TEXT PASSAGE
___
For the 14th time in the last 15 seasons No. 7 Gonzaga won the West Coast Conference regular season title, winning 17 straight before falling to BYU in the regular season finale for both. And that result may have changed the tenor of this year’s WCC tournament, with the Cougars now in possession of the marquee victory their NCAA tournament resume lacked. Mark Few’s Bulldogs, led by senior guard Kevin Pangos, don’t lack for options on the perimeter or in the post and they could be a threat to reach the Final Four for the first time in school history.

While those talents make Gonzaga the favorites in Las Vegas, it also makes them an attractive target for the rest of the WCC. BYU and Saint Mary’s finished tied for second, and both teams have all-conference caliber options. The Cougars are led by guards Tyler Haws and Kyle Collinsworth, and Saint Mary’s has senior forward Brad Waldow to call upon in the post. But even with the talent that both teams have, this will not be a three-team tournament.

READ MORE: NBC Sports’ latest Bracketology

Pepperdine, led by junior forward Stacy Davis, once again exceeded preseason expectations under head coach Marty Wilson. The Waves won ten conference games, and while teams such as San Diego, Portland and Santa Clara all finished below .500 they have the ability to pull off a surprise or two in Las Vegas. That could make things tricky for the teams expected to get to Monday’s semifinals, but is it enough to provide a surprise champion?

That won’t be the expectation, with the most important question for the WCC being how many NCAA tournament bids will the conference receive. With Gonzaga being the only lock to hear its name called Selection Sunday the best way to remove any doubt is to win the automatic bid. And that should make for a fun five days at Orleans Arena.
___
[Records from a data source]
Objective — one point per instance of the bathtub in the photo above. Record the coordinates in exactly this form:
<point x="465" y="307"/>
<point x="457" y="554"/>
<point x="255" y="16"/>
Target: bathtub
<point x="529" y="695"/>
___
WORK INSTRUCTIONS
1. In the text about the West Coast Conference tournament, which senior forward can Saint Mary's call upon in the post?
2. Pick up the text about the West Coast Conference tournament after its last sentence and continue it.

EXERCISE RESULTS
1. Brad Waldow

2.
MORE: NBCSports.com’s 2015 Conference Tournament Previews

The Bracket

source:   When: March 5-10 (no games Sunday, March 8)

Where: Orleans Arena, Las Vegas

Final: March 10, 9:00 p.m. (ESPN)

Favorite: Gonzaga

The Bulldogs are the clear favorites in Las Vegas thanks to their dominance throughout WCC play. In addition to Pangos and Wiltjer, Mark Few can call upon a host of experienced options including WCC Defensive Player of the Year Gary Bell Jr., wing Byron Wesley and bigs Przemek Karnowski and Domantas Sabonis. And with players such as Kyle Dranginis and Eric McClellan serving as reserves, the Bulldogs have depth as well. Skilled offensively and solid defensively, Gonzaga can use this weekend as a springboard into the NCAA tournament.

And if they lose?: BYU

The Cougars have little trouble putting points on the board, as they averaged 81.1 points per game and shot 46.4 percent from the field in conference games. Haws and Collinsworth lead the way for BYU, with Chase Fischer and Anson Winder both averaging at least 13 points per contest as well. BYU arrives in Las Vegas having won six straight games, and a key during the stretch has been senior guard Skyler Halford. Scoring 8.7 points per game on the season, Halford is averaging 14.8 ppg during this current win streak. If that continues, and BYU can string together stops on the other end, they’re a threat to win the tournament.

Other Contenders

  • Saint Mary’s: Brad Waldow leads the way for Randy Bennett’s team, and they’re experienced on the perimeter thanks to the presence of players such as seniors Aaron Bright and Kerry Carter. The Gaels ranked second in the WCC in both field goal and three-point percentage in league games, and they were tops in the WCC in defensive rebounding percentage. If Garrett Jackson can build on his final two games of the regular season (19.5 ppg, 4.0 rpg), that would undoubtedly help the Gaels.
  • Pepperdine: Marty Wilson’s Waves won ten conference games thanks in large part to their defense, as they were second in the WCC in field goal percentage defense and first in three-point percentage defense. Forwards Stacy Davis and Jett Raines lead the way offensively, and guards Jeremy Major and freshman Shawn Olden are solid as well. The key for Pepperdine: rebounding, as they ranked ninth in the WCC in defensive rebounding percentage in conference games (65.9%).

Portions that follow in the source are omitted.